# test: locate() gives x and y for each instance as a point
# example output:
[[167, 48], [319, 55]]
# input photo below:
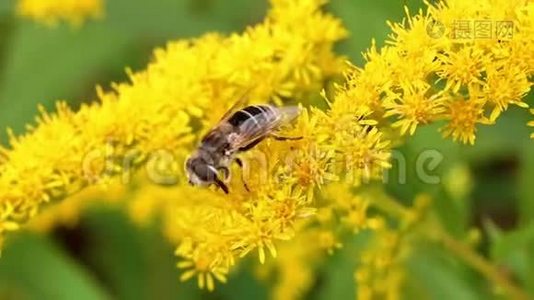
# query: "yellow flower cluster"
[[381, 272], [149, 122], [461, 62], [309, 190], [50, 12]]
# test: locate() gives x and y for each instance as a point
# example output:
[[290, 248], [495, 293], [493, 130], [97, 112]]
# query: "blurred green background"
[[105, 256]]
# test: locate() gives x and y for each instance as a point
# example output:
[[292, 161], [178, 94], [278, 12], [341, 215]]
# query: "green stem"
[[460, 249], [483, 266]]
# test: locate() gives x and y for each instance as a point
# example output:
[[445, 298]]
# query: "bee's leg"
[[284, 138], [239, 162], [226, 172], [222, 185]]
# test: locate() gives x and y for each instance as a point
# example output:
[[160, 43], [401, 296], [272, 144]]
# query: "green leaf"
[[32, 267], [431, 274]]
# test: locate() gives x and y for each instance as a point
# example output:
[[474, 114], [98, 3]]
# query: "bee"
[[237, 131]]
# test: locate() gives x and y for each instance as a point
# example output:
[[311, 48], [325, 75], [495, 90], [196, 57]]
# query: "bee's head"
[[199, 171]]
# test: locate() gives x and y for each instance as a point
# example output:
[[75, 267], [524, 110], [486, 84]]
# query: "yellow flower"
[[414, 106], [505, 85], [463, 116], [50, 12]]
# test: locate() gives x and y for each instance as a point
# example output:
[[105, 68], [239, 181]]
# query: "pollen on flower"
[[206, 269], [463, 116], [50, 12], [413, 106]]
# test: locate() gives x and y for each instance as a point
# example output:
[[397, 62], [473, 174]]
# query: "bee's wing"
[[235, 107], [259, 126]]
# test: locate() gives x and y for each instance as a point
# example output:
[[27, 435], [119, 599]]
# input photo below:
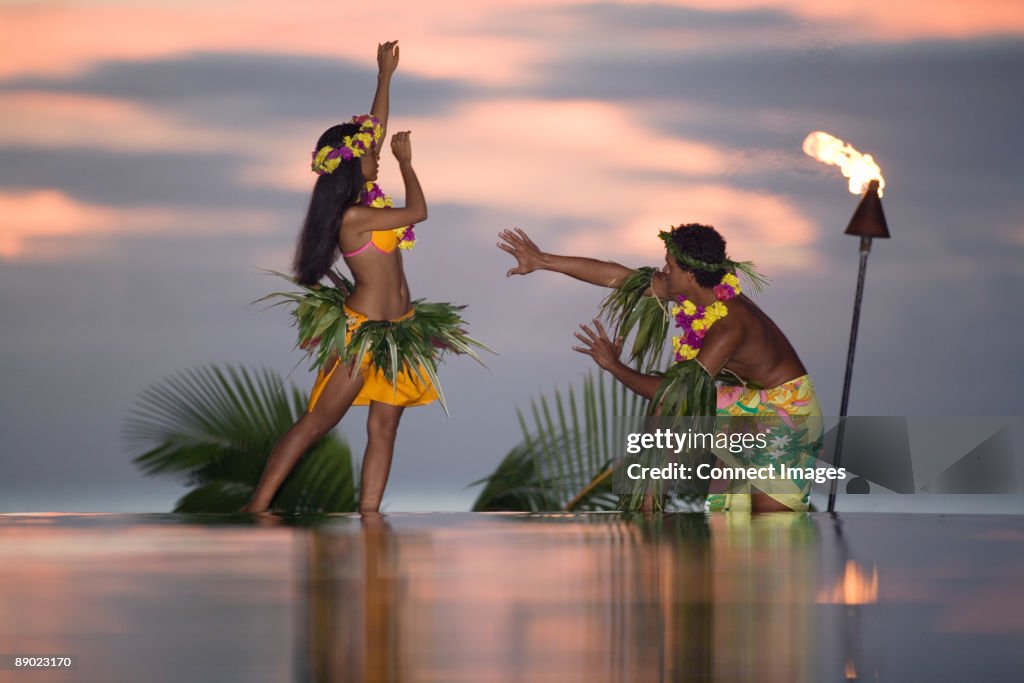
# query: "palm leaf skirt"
[[414, 344]]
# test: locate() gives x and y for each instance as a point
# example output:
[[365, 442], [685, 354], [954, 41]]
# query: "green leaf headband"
[[755, 280]]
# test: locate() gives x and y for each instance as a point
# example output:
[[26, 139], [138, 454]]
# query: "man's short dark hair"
[[705, 244]]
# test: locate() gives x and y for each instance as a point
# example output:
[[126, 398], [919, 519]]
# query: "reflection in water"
[[601, 598], [511, 597]]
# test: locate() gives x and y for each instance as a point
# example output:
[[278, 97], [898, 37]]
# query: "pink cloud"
[[46, 224], [59, 120], [443, 38]]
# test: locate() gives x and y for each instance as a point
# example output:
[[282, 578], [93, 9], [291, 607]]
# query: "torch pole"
[[865, 249]]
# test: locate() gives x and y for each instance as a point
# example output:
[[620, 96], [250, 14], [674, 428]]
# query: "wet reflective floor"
[[510, 597]]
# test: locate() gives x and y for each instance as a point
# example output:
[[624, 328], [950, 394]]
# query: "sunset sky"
[[154, 156]]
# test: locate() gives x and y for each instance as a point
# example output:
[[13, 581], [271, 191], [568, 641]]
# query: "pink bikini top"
[[384, 241]]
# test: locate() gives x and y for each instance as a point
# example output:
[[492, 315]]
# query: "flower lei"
[[695, 321], [328, 159], [375, 197]]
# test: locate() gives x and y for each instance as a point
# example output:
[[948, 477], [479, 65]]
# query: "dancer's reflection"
[[354, 601]]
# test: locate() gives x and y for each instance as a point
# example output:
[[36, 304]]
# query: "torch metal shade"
[[868, 220]]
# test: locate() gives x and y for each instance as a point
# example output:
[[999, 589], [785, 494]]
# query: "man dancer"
[[722, 332]]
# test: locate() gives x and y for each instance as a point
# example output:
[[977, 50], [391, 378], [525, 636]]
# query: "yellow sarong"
[[794, 408], [409, 389]]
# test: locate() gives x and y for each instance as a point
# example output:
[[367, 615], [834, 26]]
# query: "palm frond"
[[629, 311], [569, 443], [214, 428]]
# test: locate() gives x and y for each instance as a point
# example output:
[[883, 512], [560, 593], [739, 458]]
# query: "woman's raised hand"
[[401, 147], [387, 57], [527, 255]]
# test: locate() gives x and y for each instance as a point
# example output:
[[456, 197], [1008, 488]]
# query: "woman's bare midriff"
[[381, 292]]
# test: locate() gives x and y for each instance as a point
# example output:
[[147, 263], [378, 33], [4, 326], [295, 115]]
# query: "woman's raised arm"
[[387, 61], [360, 219]]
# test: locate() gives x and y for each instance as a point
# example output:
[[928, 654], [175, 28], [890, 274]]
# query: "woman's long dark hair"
[[333, 194]]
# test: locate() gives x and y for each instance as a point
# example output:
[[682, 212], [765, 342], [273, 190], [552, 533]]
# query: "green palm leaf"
[[564, 459], [215, 428]]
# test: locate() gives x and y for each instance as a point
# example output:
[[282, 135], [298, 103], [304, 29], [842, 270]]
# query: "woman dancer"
[[349, 214]]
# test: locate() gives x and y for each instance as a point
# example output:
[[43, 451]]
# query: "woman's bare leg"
[[337, 397], [382, 427]]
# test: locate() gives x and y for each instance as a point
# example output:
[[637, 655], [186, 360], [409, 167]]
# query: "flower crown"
[[747, 268], [327, 159]]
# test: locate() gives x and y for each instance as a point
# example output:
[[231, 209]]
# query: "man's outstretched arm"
[[605, 352], [529, 258]]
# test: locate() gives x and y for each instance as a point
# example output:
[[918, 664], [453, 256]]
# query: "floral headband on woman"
[[327, 159]]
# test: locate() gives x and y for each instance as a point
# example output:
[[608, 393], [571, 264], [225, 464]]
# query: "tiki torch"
[[868, 221]]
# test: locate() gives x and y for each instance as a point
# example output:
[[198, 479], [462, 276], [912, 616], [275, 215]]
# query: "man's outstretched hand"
[[598, 346], [527, 255]]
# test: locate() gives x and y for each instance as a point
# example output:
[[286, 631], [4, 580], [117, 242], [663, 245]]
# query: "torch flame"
[[861, 169], [854, 588]]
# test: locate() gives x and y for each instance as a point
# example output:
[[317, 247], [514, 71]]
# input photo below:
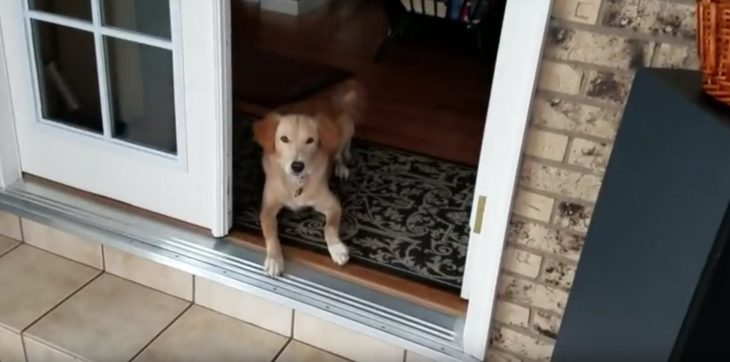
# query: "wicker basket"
[[713, 43]]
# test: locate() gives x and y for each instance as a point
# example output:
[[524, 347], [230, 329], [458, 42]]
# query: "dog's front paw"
[[274, 265], [339, 253], [342, 171]]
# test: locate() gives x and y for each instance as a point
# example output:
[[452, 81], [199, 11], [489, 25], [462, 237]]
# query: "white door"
[[127, 99], [515, 75]]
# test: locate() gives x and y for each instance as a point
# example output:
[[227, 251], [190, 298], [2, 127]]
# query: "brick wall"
[[591, 53]]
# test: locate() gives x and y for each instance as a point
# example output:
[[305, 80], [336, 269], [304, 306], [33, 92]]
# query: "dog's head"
[[295, 139]]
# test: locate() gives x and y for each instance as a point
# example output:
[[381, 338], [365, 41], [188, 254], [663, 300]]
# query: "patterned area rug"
[[402, 213]]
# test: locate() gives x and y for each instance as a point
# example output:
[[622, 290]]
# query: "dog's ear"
[[329, 135], [264, 132]]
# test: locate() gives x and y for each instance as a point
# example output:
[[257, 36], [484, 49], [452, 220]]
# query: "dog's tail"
[[350, 97]]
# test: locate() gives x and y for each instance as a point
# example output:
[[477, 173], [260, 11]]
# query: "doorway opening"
[[427, 67]]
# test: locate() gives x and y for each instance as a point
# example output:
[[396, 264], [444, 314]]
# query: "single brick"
[[608, 86], [573, 216], [547, 145], [676, 56], [541, 237], [521, 262], [558, 273], [579, 11], [589, 154], [521, 344], [545, 324], [654, 17], [560, 77], [595, 48], [560, 181], [532, 205], [531, 293], [512, 314]]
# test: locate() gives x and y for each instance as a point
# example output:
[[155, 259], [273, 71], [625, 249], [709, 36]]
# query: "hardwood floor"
[[422, 97]]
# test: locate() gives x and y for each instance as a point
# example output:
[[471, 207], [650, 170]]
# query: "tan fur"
[[316, 133]]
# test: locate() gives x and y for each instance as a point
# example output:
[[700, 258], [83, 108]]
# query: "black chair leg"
[[395, 31]]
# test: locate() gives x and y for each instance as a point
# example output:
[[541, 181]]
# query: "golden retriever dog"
[[303, 144]]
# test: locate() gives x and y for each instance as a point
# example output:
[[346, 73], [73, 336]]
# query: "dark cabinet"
[[653, 281]]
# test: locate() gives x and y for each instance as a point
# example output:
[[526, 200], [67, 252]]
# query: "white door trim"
[[513, 87], [201, 175], [224, 126], [9, 157]]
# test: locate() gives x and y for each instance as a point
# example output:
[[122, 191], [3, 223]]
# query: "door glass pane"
[[151, 17], [141, 94], [68, 81], [74, 8]]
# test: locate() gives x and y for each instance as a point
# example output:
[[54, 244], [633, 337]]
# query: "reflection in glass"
[[80, 9], [141, 94], [151, 17], [68, 81]]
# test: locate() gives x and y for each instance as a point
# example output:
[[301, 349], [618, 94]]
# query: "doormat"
[[270, 80], [403, 213]]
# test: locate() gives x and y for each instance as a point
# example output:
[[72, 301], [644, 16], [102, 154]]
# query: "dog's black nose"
[[297, 166]]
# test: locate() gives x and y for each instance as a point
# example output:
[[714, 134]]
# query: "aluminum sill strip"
[[406, 324]]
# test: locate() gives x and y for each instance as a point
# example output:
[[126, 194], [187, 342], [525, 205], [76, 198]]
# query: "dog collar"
[[299, 180]]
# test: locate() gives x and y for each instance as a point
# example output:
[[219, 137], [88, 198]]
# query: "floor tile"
[[297, 351], [39, 352], [126, 314], [10, 226], [243, 306], [11, 346], [415, 357], [7, 244], [202, 335], [63, 243], [33, 281], [342, 341], [146, 272]]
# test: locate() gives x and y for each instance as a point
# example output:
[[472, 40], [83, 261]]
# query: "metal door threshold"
[[411, 326]]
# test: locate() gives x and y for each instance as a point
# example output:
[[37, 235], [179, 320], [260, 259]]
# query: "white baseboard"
[[292, 7]]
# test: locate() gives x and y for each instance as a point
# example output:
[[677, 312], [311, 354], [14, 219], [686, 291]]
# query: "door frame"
[[216, 106], [516, 71], [513, 87]]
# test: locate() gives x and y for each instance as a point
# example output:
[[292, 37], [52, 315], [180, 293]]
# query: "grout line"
[[278, 354], [61, 302], [11, 249], [162, 331], [22, 230]]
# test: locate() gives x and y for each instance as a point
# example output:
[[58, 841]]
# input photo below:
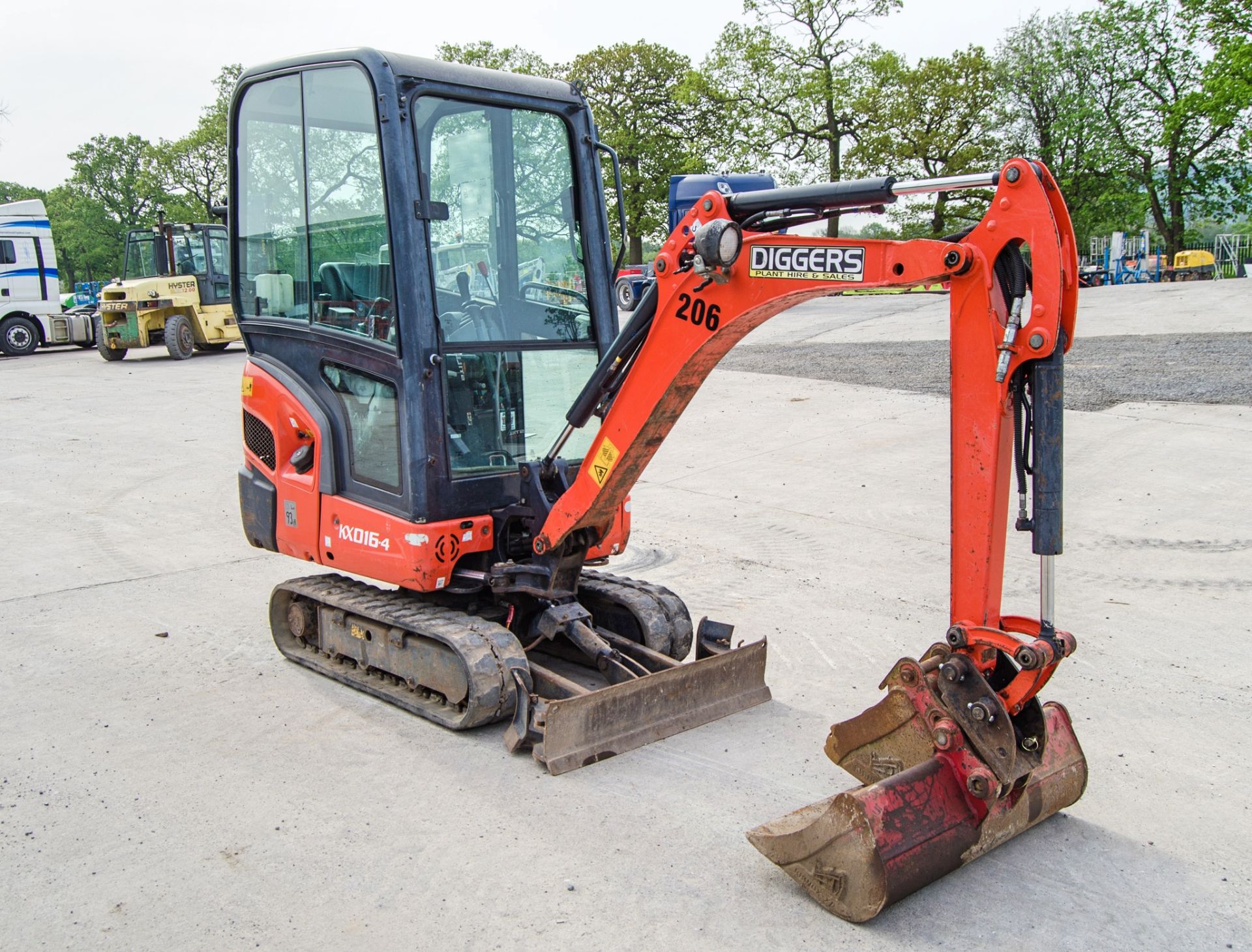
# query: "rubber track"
[[661, 614], [488, 650]]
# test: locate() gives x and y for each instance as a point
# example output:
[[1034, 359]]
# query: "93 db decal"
[[807, 262]]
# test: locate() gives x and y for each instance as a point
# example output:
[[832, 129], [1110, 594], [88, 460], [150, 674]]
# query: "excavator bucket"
[[928, 805]]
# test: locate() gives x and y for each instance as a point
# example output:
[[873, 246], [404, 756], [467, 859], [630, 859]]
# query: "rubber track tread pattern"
[[486, 649], [661, 616]]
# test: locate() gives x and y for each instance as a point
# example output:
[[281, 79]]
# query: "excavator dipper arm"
[[959, 756]]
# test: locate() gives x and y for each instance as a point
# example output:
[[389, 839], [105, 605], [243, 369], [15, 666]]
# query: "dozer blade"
[[861, 851], [600, 724]]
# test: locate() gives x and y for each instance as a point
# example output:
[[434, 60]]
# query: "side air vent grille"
[[260, 439]]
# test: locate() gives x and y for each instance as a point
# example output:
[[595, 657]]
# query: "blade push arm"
[[698, 320]]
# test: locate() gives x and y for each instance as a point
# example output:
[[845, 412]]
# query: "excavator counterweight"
[[438, 397]]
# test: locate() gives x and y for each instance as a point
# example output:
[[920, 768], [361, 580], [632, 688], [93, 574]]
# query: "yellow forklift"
[[174, 290]]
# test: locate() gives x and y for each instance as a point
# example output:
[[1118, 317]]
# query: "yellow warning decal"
[[603, 462]]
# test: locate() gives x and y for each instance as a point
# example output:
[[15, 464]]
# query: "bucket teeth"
[[861, 851]]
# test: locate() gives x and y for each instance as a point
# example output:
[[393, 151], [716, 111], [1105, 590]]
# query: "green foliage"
[[785, 87], [196, 166], [488, 55], [13, 192], [1049, 69], [1177, 118], [938, 118], [646, 106]]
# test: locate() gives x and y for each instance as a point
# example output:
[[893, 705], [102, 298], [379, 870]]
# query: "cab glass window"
[[141, 257], [189, 254], [272, 221], [218, 252], [350, 251], [506, 250], [312, 222], [374, 425]]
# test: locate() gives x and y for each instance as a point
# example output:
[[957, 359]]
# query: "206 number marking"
[[695, 311]]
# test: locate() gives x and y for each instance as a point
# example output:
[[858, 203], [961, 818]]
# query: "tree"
[[1226, 27], [1049, 70], [938, 118], [115, 186], [122, 174], [88, 247], [196, 166], [642, 98], [1176, 115], [488, 55], [14, 192], [786, 83]]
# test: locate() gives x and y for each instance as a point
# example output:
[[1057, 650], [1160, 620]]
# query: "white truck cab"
[[31, 300]]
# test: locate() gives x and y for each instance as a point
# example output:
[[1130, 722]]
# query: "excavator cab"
[[471, 341], [423, 277], [423, 269]]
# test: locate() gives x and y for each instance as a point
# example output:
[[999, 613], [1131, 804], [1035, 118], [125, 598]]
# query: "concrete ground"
[[200, 792]]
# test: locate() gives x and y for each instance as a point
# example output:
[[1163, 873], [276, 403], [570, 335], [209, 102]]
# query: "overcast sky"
[[70, 70]]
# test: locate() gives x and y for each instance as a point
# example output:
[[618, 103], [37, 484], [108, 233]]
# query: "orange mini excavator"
[[423, 272]]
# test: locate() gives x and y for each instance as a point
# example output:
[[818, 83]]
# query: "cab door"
[[316, 303]]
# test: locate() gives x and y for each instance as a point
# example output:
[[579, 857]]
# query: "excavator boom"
[[961, 756]]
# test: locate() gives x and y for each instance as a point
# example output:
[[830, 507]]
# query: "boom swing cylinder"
[[961, 756]]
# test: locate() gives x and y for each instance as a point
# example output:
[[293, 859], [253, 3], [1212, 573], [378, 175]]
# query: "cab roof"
[[378, 62]]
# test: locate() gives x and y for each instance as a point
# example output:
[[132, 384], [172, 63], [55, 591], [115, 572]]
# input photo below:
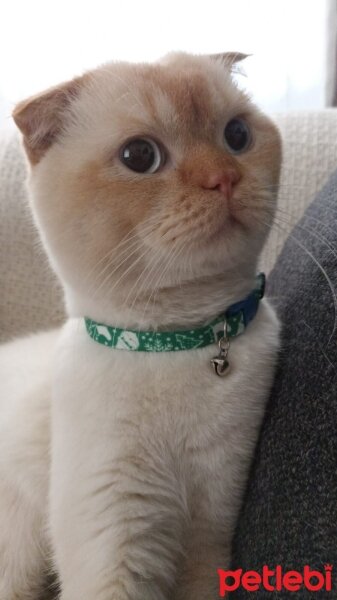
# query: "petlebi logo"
[[275, 580]]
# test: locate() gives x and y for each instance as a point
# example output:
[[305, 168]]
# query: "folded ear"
[[41, 118], [229, 59]]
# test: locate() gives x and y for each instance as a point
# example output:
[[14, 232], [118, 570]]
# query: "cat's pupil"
[[139, 155], [237, 135]]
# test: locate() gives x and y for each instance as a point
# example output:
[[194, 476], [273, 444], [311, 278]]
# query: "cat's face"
[[165, 170]]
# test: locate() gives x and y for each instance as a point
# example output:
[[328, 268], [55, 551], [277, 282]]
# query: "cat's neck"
[[188, 304]]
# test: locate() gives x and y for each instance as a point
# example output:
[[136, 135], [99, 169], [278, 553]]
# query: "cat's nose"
[[223, 182]]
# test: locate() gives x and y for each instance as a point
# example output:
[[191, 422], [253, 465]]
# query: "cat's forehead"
[[179, 97]]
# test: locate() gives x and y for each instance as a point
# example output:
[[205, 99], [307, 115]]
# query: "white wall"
[[44, 42]]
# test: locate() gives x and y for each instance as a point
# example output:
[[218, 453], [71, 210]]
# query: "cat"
[[153, 187]]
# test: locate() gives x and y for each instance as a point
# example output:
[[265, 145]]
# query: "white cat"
[[123, 468]]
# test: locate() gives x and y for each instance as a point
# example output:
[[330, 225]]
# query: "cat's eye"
[[141, 155], [237, 136]]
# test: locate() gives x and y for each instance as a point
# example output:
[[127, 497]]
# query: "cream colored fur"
[[125, 470]]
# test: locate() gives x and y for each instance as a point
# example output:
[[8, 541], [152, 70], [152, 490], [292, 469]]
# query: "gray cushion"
[[289, 516]]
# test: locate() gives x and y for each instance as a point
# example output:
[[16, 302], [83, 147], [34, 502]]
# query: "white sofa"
[[30, 296]]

○ ○ ○ ○ ○

> _What the task asks_
Rescale the lines from the very first one through the line with "[[199, 171]]", writing every line out again and leaving each one unchanged except the answer coordinates, which you multiply by 1.2 and round to whole numbers, with halves rounded up. Leave the pictures out.

> _The reply_
# test: locate() gives x and y for each instance as a point
# example output:
[[167, 48], [319, 55]]
# input photo below:
# query: "yellow flower cluster"
[[457, 326], [179, 146], [553, 74], [371, 228], [60, 14]]
# test: locate() gives x and y for each instance as a point
# example output:
[[290, 248], [495, 293], [493, 130], [97, 112]]
# query: "blurred green background"
[[126, 307]]
# test: locate() gives x and y for each instance as a point
# example output:
[[292, 161], [178, 94], [278, 12], [341, 215]]
# query: "green stem"
[[552, 299], [580, 319]]
# test: locate() gives x and y for each instance as a point
# example output:
[[445, 298]]
# query: "bee's leg"
[[341, 166], [287, 194], [271, 206], [266, 222]]
# test: locate() gives x and y for each instance as a point
# example output:
[[160, 43], [401, 296], [272, 144]]
# query: "green leaf"
[[38, 320], [517, 329]]
# test: locate() gives x and y for each instance as a point
# example output:
[[474, 114], [98, 3]]
# query: "bee"
[[284, 157]]
# test: locate() gives x and y for each instance as a point
# example output:
[[311, 48], [325, 75], [495, 90], [196, 57]]
# query: "bee's head"
[[239, 205]]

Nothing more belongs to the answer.